* [AIM]: Reproduce the part of the sample output text that begins at the words "Then it asked" and stops after the words "in the vector.".

Here is an example of an output from this process:

Then it asked the network to reconstruct the input and the original embedding. The network had to learn to match the
embedding to the original input, therefore matching the inference by consuming the embedding. This was key because
the embedding had to be able to match the text with the text it was consumed with. 'Here's how you do it,' Boru told Mu,
'Just impute the mean and variance.' This Mu did, transforming not words but entire paragraphs into vectors and then
inferring the next paragraph. It took some tweaks and tuning to get the initial performance but the second arago spot
had been found. To make sure the network was learning the right thing, Boru had to check the first value in the vector.
If the first value was below 0, the network had failed to learn the first value. If the value was above 0, the network
had been able to learn the first value.
‘What have you called this, Boru?’ asked Mu. ‘Latent variable regression.’ ‘It looks like a mixture of density network
and autoencoder,’ said Nayaf. ‘It’s an autoencoder but it’s using latent variables, but we’re using the mean and variance
of Grade had a difficult time seeing it, but he could tell it was close. 'So you've found the second arago,' he said.
'Yes,' Rin replied. 'We just have to figure out how to use it.'
'How?' Rin asked.
'You can move the second word in, right?'
'Possibly.' Rin thought for a moment.
'The second word will be the first word of the next arago,' Mu said. 'We just need to find it.'
'True,' Rin agreed. 'Well, I'll let you know what a Gaussian.’ ‘Let’s see if we can get it to work.’ ‘Arago the second
spot?’ ‘We’re here,’ Arago said.

* [RECORDED INFORMATION]:
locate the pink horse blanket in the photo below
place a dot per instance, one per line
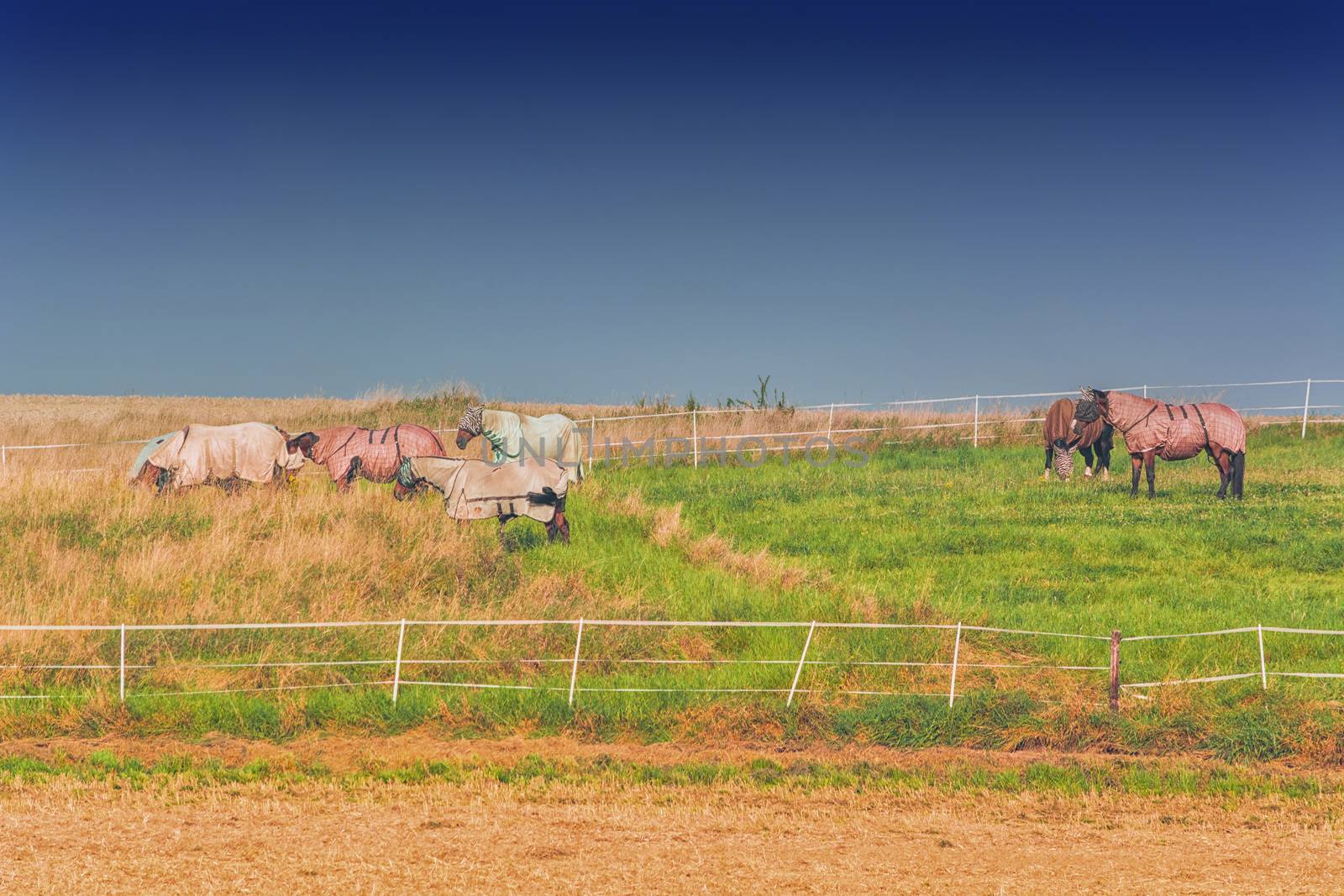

* [COMPLETE RESPONSE]:
Then it asked the network to reconstruct the input and the original embedding. The network had to learn to match the
embedding to the original input, therefore matching the inference by consuming the embedding. This was key because
the embedding had to be able to match the text with the text it was consumed with. 'Here's how you do it,' Boru told Mu,
'Just impute the mean and variance.' This Mu did, transforming not words but entire paragraphs into vectors and then
inferring the next paragraph. It took some tweaks and tuning to get the initial performance but the second arago spot
had been found. To make sure the network was learning the right thing, Boru had to check the first value in the vector.